EXTRACT PROVIDED »

## START

#Data-pipeline-using-python-kafka-and-mongodb-quickstart This project contains 2 files (before the README.md).
SourceCode.py is a combination of both scraping data code and Kafka procedure code to stream data to Mongodb (data lake).
Scrapping data on Jupyter Notebook by python with selenium libs
Jobs data is pulled from topcv.vn using python.
Kafka
See web site for details on the project.
Install Kafka: single kafka: download Kafka from offcial webside :https://kafka.apache.org/ recommend download kafka with scala My project use kafka_2.13-3.2.0
wget https://dlcdn.apache.org/kafka/3.2.0/kafka_2.13-3.2.0.tgz
See more in https://kafka.apache.org/quickstart
##Connect Kafka to Mongodb:
My project use jar file mongo-connect-kafka to config sink source . Data from crawl streamming to kafka then from kafka to databases; Download jar file in git or website of Maven (https://search.maven.org/artifact/org.mongodb.kafka/mongo-kafka-connect) Copy the JAR and any dependencies into the Kafka plugins directory which you can specify in your plugin.path Create file MongoSinkConnector.properties in config of kafka. Exemple: name=mongo-sink topics=topcv connector.class=com.mongodb.kafka.connect.MongoSinkConnector tasks.max=1 key.ignore=true connection.uri=mongodb://localhost:27017 database=topcv collection=transaction max.num.retries=3 retries.defer.timeout=5000 type.name=kafka-connect schemas.enable=false Start kafka: (Open three terminal)

## END

DIRECTIONS »
1. Please copy out the part of the pipeline README above that opens with the words containing "SourceCode.py is a" and closes with "on the project.", reproducing it word for word.
2. Write the next part of the pipeline README, picking up right after its last line, "Start kafka: (Open three terminal)".

RAW DATA »
## START

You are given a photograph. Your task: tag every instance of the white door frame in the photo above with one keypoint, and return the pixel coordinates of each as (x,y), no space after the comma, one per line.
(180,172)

## END

EXERCISE RESPONSES »
1.
SourceCode.py is a combination of both scraping data code and Kafka procedure code to stream data to Mongodb (data lake).
Scrapping data on Jupyter Notebook by python with selenium libs
Jobs data is pulled from topcv.vn using python.
Kafka
See web site for details on the project.

2.
1. start zookeeper server
bin/zookeeper-server-start.sh config/zookeeper-server.properties
2. start kafka server
bin/kafka-server-start.sh config/server.properties
3. start connection
bin/connect-standalone.sh config/connect-standalone.properties config/MongoSinkConnector.properties
Test
1.Open terminal
2.Create topic test:
bin/kafka-topic.sh --topic topcv --bootstrap-server localhost:9092
3.Start kafka producer:
bin/kafka-producer.sh --topic topcv --bootstrap-server localhost:9092
Send message
{"hello":"world"}
4. Check in database(Mongo)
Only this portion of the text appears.